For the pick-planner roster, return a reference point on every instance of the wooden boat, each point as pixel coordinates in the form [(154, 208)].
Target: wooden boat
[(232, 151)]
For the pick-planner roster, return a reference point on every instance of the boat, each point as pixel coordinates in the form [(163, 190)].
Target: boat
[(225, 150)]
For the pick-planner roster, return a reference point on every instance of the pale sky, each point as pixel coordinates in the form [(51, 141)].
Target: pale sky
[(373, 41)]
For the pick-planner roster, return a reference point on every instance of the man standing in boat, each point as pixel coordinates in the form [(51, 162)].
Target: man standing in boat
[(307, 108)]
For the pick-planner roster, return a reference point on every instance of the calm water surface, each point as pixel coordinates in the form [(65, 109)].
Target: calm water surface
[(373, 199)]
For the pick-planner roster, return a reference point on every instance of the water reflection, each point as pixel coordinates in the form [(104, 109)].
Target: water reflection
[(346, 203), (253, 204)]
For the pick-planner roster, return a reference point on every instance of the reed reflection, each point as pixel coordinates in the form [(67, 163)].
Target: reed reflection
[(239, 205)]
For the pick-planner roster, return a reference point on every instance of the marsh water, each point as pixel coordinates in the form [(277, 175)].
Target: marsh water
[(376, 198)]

WHAT YOU SHOULD DO: Can you turn the material above, from the line containing "form [(51, 141)]." up to and including the line containing "[(373, 199)]", into a JSON list of strings, one string per line, with blank lines left out?

COMPLETE ANSWER:
[
  "For the pick-planner roster, return a reference point on every instance of the pale sky, each point as pixel coordinates in the form [(51, 141)].",
  "Target: pale sky",
  "[(373, 41)]",
  "For the pick-planner roster, return a reference point on every instance of the man standing in boat, each point as pixel coordinates in the form [(51, 162)].",
  "Target: man standing in boat",
  "[(307, 108)]",
  "For the pick-planner roster, return a reference point on every instance of the calm water surface, each point as pixel coordinates in the form [(65, 109)].",
  "Target: calm water surface",
  "[(373, 199)]"
]